→ **Listed records**:
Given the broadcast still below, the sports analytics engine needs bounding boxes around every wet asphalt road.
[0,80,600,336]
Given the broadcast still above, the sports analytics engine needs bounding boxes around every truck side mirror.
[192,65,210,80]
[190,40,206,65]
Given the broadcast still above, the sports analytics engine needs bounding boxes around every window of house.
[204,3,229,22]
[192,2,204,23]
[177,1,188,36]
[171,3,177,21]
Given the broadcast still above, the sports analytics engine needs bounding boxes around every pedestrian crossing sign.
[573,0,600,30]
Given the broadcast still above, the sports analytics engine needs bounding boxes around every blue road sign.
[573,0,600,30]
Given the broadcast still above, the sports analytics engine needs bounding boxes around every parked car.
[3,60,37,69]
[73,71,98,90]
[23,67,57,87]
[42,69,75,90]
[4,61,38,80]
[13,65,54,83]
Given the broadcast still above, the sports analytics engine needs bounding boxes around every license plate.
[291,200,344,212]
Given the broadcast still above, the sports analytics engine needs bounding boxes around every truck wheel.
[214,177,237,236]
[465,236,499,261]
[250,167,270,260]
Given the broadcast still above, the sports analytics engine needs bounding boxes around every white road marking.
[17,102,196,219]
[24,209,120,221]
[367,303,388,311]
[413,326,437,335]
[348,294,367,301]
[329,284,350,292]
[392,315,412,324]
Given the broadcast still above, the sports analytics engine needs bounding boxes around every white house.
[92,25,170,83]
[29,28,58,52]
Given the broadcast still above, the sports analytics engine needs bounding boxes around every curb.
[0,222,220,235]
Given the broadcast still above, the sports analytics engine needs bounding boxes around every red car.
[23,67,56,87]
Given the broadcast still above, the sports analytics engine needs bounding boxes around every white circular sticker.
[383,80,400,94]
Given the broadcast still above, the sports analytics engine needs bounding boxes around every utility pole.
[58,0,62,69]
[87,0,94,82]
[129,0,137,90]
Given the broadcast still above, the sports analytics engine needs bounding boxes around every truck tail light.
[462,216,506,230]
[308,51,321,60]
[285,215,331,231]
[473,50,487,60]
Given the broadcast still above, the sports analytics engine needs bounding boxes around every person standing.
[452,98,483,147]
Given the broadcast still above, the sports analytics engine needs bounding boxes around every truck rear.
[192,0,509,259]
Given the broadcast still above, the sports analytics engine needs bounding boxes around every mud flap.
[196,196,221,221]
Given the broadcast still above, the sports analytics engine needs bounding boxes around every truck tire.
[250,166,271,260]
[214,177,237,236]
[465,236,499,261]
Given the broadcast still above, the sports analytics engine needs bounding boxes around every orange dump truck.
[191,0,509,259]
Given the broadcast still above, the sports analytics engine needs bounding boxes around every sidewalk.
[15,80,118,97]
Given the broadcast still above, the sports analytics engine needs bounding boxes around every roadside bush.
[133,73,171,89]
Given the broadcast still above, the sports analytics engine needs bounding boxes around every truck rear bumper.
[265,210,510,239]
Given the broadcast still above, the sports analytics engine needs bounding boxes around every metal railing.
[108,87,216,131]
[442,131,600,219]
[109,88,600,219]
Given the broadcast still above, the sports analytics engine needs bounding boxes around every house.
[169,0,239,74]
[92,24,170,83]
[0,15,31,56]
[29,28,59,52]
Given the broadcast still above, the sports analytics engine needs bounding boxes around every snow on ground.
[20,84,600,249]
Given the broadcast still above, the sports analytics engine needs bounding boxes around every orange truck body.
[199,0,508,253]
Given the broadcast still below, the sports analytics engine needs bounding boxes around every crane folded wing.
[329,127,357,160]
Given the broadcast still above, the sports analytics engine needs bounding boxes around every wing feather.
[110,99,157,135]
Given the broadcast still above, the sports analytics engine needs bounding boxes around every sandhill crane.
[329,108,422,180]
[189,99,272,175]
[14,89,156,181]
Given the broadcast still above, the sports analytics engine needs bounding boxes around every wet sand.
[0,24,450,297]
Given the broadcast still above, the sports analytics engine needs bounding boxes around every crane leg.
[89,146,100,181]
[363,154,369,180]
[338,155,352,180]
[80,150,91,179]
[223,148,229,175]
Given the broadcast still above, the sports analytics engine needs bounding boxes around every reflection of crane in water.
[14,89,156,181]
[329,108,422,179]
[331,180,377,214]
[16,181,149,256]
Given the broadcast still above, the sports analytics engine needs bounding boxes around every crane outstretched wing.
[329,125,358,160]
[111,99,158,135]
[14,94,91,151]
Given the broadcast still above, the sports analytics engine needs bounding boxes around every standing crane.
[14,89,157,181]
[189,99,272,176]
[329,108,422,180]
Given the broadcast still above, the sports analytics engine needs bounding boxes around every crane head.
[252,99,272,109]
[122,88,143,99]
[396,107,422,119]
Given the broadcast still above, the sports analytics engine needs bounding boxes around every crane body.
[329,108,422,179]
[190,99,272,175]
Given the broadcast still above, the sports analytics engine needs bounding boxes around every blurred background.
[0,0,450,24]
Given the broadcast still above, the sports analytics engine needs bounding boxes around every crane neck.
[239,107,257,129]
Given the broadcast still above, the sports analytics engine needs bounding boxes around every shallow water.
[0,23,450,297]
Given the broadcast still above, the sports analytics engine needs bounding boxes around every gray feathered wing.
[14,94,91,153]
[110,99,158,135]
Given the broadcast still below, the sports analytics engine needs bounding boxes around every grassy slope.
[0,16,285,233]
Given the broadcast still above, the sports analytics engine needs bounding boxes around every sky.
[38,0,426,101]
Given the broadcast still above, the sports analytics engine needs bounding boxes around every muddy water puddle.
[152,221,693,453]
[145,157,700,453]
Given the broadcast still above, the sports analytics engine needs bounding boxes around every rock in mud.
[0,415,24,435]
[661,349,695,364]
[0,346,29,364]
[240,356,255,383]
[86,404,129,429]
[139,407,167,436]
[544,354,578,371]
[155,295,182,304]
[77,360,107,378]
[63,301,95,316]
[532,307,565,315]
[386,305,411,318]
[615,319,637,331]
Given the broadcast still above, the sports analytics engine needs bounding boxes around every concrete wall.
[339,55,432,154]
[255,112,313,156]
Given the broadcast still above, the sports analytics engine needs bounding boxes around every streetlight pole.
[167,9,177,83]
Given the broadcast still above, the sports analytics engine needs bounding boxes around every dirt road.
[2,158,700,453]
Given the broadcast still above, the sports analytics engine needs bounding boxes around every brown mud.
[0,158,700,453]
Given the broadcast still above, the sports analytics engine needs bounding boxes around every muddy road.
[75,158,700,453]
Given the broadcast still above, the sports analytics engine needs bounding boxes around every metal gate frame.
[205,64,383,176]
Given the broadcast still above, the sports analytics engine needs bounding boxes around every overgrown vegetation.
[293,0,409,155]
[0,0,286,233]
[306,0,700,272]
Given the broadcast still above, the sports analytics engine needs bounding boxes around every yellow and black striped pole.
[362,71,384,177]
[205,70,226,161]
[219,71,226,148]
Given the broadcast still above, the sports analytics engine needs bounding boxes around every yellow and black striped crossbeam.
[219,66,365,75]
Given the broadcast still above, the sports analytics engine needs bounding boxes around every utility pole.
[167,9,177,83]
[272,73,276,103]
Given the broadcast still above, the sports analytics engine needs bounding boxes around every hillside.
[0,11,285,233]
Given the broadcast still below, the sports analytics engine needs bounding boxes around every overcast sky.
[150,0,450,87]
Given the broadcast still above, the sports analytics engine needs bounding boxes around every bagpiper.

→ **Task**: Could you rewrite all of the entries above, renaming "sports analytics engine" to "video review system" and leaving everything else unchanged?

→ **Response to the task**:
Given the broadcast still below, the video review system needs bounding boxes around every wet asphalt road.
[0,80,600,336]
Given the broadcast still above, the video review system needs bounding boxes around every truck side mirror.
[192,65,210,80]
[190,40,206,65]
Given the broadcast still above, the video review system needs bounding boxes around every window of house.
[204,3,229,22]
[192,2,204,23]
[177,1,188,36]
[171,3,177,21]
Given the broadcast still above, the video review system needs bounding boxes around every pedestrian crossing sign.
[573,0,600,30]
Given the broadcast still above, the video review system needs bounding boxes around every blue road sign.
[573,0,600,30]
Given the broadcast still above, the video review system needs bounding boxes around every parked car.
[3,60,37,69]
[73,71,98,90]
[23,67,57,87]
[42,69,75,90]
[4,61,38,80]
[13,65,54,83]
Given the broadcast still above, the video review system needs bounding boxes around every license plate.
[291,200,344,212]
Given the broadcast still above, the video review system needs bounding boxes around every truck wheel.
[214,177,237,236]
[465,236,499,261]
[250,167,270,260]
Given the broadcast still above, the video review system needs bounding boxes around every white road marking.
[17,102,196,219]
[24,209,120,221]
[367,303,388,311]
[413,326,437,335]
[348,294,367,301]
[329,284,350,292]
[392,315,412,324]
Given the broadcast still above, the video review system needs bounding boxes around every white house.
[92,25,170,83]
[29,28,58,52]
Given the broadcast still above, the video review system needs bounding boxes around every curb.
[0,222,220,235]
Given the broadcast still above, the video review system needs bounding boxes around every red car.
[23,67,56,87]
Given the broadcast still above, the video review system needs bounding boxes around every white circular sticker.
[383,80,400,94]
Given the broadcast still above, the video review system needs bounding boxes around every utility pole.
[58,0,62,69]
[87,0,94,82]
[129,0,137,90]
Given the broadcast still above, the video review system needs bounding boxes around every truck tail light.
[462,216,506,230]
[308,51,321,60]
[285,215,331,231]
[473,50,487,60]
Given the broadcast still above, the video review system needs bounding boxes around every person standing.
[452,98,483,147]
Given the broadcast still above, the video review system needs bounding boxes around every truck rear.
[192,0,509,259]
Given the broadcast still above, the video review system needs bounding boxes around every mud flap.
[196,196,221,221]
Given the broadcast still above, the video review system needs bounding boxes around every truck tire.
[250,166,271,260]
[214,177,237,236]
[465,236,499,261]
Given the broadcast still above, the video review system needs bounding boxes around every orange dump truck.
[191,0,509,259]
Given the broadcast still above, the video review system needs bounding boxes around every sidewalk.
[15,80,118,97]
Given the broadcast still above, the video review system needs bounding boxes around every roadside bush.
[133,73,171,89]
Given the broadcast still above, the video review system needs bounding boxes around every truck rear bumper.
[265,210,510,239]
Given the broadcast still above, the video review system needs bounding boxes around every metal railing.
[108,87,216,131]
[442,131,600,219]
[109,88,600,219]
Given the broadcast still above, the video review system needs bounding boxes around every house.
[169,0,239,74]
[92,24,170,83]
[0,15,31,56]
[29,28,59,52]
Given the broadcast still above, the video review system needs bounding boxes around every snow on ground.
[20,84,600,249]
Given the broadcast still above, the video review system needs bounding boxes around every orange truck body.
[199,0,508,253]
Given the broadcast still below, the video review system needs bounding boxes around every crane folded wing.
[329,127,357,160]
Given the broadcast still above, the video review system needs bounding boxes around every wing feather.
[110,99,157,135]
Given the broadcast still above, the video review system needs bounding boxes around every sandhill crane.
[329,108,422,180]
[189,99,272,175]
[14,89,156,181]
Given the broadcast still above, the video review system needs bounding boxes around every wet sand.
[0,24,450,297]
Given the broadcast still above, the video review system needs bounding boxes around every crane leg.
[89,146,100,181]
[363,154,369,180]
[338,155,352,180]
[80,150,91,179]
[223,148,229,175]
Given the broadcast still above, the video review system needs bounding boxes around every reflection of crane in water.
[14,89,156,181]
[329,108,422,179]
[331,180,377,214]
[16,181,149,256]
Given the broadcast still above, the video review system needs bounding boxes around every crane outstretched wing.
[329,125,358,160]
[111,99,158,135]
[14,94,91,151]
Given the broadcast still above, the video review system needs bounding boxes around every standing crane.
[14,89,157,181]
[189,99,272,176]
[329,108,422,180]
Given the broadcast still above, the video review system needs bounding boxes around every crane head.
[252,99,272,109]
[122,88,143,99]
[396,107,422,119]
Given the broadcast still above, the video review system needs bounding boxes around every crane body.
[329,108,422,179]
[190,99,272,175]
Given the broadcast still above, the video review system needs bounding boxes around every blurred background.
[0,0,450,24]
Given the broadcast still above, the video review system needs bounding boxes around every crane neck.
[239,107,257,129]
Given the broadcast still above, the video review system needs bounding boxes around every shallow water.
[0,23,450,297]
Given the broadcast still above, the video review system needs bounding boxes around every gray feathered wing.
[14,94,91,153]
[110,99,158,135]
Given the broadcast still below, the video review system needs bounding boxes around every grassy slope.
[0,16,285,233]
Given the broadcast still above, the video review system needs bounding boxes around every sky.
[38,0,426,101]
Given the broadcast still above, the video review system needs bounding boxes around every muddy water puddle.
[152,221,693,453]
[145,157,700,453]
Given the broadcast still above, the video review system needs bounding boxes around every rock in mud.
[0,415,24,435]
[661,349,695,364]
[0,346,29,364]
[240,356,255,383]
[86,404,129,429]
[139,407,167,436]
[544,354,578,371]
[155,295,182,304]
[77,360,107,378]
[63,301,95,316]
[532,307,565,315]
[386,305,411,318]
[615,319,637,331]
Given the broadcast still above, the video review system needs bounding boxes around every concrete wall.
[339,55,432,154]
[255,112,313,156]
Given the broadcast still above, the video review system needs bounding boxes around every streetlight pole.
[167,9,177,83]
Given the broadcast still above, the video review system needs bounding boxes around every dirt road.
[2,158,700,453]
Given the broadcast still above, the video review system needs bounding boxes around every brown mud.
[0,158,700,453]
Given the broadcast still above, the video review system needs bounding boxes around every muddy road.
[75,158,700,453]
Given the broadcast still above, the video review system needs bounding boxes around every metal gate frame.
[205,64,383,176]
Given the broadcast still above, the video review system needs bounding boxes around every overgrown vegetation.
[293,0,409,155]
[0,0,286,233]
[306,0,700,272]
Given the broadcast still above, the video review system needs bounding boxes around every yellow and black striped pole.
[362,71,384,177]
[205,70,226,161]
[219,71,226,148]
Given the broadcast still above, the video review system needs bounding boxes around every yellow and black striped crossbeam.
[219,66,365,75]
Given the broadcast still above, the video review system needs bounding boxes around every utility pole.
[167,9,177,83]
[272,73,276,103]
Given the broadcast still above, the video review system needs bounding boxes around every hillside.
[0,11,285,233]
Given the broadcast still below, the video review system needs bounding boxes around every overcast sky.
[150,0,450,87]
Given the broadcast still above, the video review system needs bounding boxes around every bagpiper.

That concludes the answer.